## Given task
Repeat the data below line for line, without changing a single character.

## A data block
---

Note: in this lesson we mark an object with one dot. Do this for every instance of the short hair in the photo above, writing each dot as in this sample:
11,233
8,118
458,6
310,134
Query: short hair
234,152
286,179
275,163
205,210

---

## Correct result
Note: in this lesson we mark an object with one dot. Do this for every instance of the short hair in the photo above, writing each dot as in this sample:
11,233
8,118
458,6
310,134
Query: short hair
234,152
286,179
275,163
205,210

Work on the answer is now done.